#### THE TASK
Copy word for word the part of the concert story below starting at "And then it" and ending at "it on time.".

#### QUOTED PASSAGE
========================================
Yuck. Throw in the fact that I was, um, at least a decade (and that’s putting it mildly) older than the other applicants. I don’t even remember the playing part of this weird dream audition. But apparently it was good enough, because I got in.

Fast forward to The Night of The Big Concert. I met the Spouse and minions for early dinner across town. (? why didn’t they just bring me dinner?) I’d asked them to bring my concert attire with them and decided to change in the bathroom. This was a bad idea. For two very important reasons. First – I’d asked them to bring one of my OLD concert dresses. Like, from my Former Life as a Musician. Before I had kids. That’s bad enough, right? Wrong. Second – apparently I hadn’t tried it on before asking them to bring it to me.

Of course it didn’t fit. But you know what? I made that sucker fit. And headed back across town with a tight deadline.

And then it hit. Traffic. Awful, horrific traffic. Gridlocked. The kind of traffic that makes it impossible to get more than a mile every fifteen minutes. I was stuck. Panicked. Performance anxiety? That was nothing compared to my normal Type A anal-retentiveness about time – magnified ad infinitum by the stupid traffic situation. Finally made it to the concert hall – just had to park the car.

There were no parking spaces in the parking garage or on any surrounding streets. None. Zip. Zero. It’s a miracle I didn’t pop the already-strained seams on that dress hyperventilating while running for it to make it on time.

Didn’t happen. I was late. By five minutes. Had to wait outside the concert hall for the first piece to finish. And then had to walk past the Spouse and minions – seated in the front row – up to the stage to explain to my section leader why I was late.

He wasn’t having it. Yelled and belittled me as only a true musician-egoist can. Dismissed me. Totally. Told me to forget it and go home, then proceeded to ignore me while I dragged my sausage-casing black taffeta self back to the car. Oh, and I’d forgotten where I put the car in my delirium – and hadn’t remembered to snap the ‘Find My Car’ app on. Seriously. I was a blubbering, sniffling mess in that stupid dress and heels, limping up and down parking ramps.
========================================
#### DATA ROWS

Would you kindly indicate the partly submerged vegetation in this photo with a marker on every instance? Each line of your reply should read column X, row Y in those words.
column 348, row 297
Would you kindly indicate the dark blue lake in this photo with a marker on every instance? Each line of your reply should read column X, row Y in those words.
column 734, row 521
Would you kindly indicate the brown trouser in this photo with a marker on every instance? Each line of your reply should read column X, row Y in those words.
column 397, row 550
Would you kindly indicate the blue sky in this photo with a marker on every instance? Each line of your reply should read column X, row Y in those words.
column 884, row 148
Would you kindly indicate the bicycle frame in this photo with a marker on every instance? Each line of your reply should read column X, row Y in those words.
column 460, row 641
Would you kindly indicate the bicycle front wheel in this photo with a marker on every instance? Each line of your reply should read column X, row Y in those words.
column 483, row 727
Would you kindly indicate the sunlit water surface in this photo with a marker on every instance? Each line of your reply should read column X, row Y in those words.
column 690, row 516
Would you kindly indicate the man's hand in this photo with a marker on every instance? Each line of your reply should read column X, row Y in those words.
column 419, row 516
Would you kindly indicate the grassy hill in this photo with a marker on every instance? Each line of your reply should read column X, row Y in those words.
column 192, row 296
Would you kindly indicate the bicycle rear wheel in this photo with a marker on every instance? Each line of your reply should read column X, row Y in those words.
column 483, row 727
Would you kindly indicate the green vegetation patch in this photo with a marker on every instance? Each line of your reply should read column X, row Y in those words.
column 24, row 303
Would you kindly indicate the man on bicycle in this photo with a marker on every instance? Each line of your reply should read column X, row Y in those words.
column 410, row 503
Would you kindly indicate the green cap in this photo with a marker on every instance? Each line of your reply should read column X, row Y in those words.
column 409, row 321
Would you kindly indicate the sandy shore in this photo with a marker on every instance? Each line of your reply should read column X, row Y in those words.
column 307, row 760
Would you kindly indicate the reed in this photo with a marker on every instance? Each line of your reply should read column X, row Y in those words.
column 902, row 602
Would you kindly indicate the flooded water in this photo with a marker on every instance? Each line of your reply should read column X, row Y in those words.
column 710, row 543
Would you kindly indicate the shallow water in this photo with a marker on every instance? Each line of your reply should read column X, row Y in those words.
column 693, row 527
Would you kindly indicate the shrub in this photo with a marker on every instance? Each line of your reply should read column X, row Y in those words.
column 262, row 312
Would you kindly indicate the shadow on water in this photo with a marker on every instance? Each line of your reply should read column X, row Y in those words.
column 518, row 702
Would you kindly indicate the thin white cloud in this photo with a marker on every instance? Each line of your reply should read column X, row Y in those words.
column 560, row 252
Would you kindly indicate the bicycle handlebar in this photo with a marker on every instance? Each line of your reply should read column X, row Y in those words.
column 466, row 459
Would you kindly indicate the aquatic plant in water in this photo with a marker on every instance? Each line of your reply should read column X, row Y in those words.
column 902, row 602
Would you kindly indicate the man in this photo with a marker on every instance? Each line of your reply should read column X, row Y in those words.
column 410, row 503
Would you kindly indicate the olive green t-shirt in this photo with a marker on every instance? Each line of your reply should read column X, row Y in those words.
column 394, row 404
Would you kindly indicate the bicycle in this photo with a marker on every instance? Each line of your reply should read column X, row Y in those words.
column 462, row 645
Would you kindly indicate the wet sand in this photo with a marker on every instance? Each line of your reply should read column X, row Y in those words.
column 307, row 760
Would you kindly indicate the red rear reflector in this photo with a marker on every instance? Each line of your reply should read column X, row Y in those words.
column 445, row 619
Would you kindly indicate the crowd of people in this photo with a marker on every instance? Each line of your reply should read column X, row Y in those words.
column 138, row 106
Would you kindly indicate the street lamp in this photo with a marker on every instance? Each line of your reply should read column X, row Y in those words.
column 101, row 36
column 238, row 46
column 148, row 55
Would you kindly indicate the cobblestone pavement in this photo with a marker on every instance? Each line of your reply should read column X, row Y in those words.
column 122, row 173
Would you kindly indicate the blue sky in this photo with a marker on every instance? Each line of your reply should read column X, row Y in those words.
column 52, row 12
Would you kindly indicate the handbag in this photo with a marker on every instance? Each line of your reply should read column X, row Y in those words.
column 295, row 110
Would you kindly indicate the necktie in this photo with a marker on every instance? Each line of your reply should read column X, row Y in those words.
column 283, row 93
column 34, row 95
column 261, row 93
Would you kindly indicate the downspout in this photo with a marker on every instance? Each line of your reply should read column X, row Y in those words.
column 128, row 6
========================================
#### OUTPUT FOR THIS TASK
And then it hit. Traffic. Awful, horrific traffic. Gridlocked. The kind of traffic that makes it impossible to get more than a mile every fifteen minutes. I was stuck. Panicked. Performance anxiety? That was nothing compared to my normal Type A anal-retentiveness about time – magnified ad infinitum by the stupid traffic situation. Finally made it to the concert hall – just had to park the car.

There were no parking spaces in the parking garage or on any surrounding streets. None. Zip. Zero. It’s a miracle I didn’t pop the already-strained seams on that dress hyperventilating while running for it to make it on time.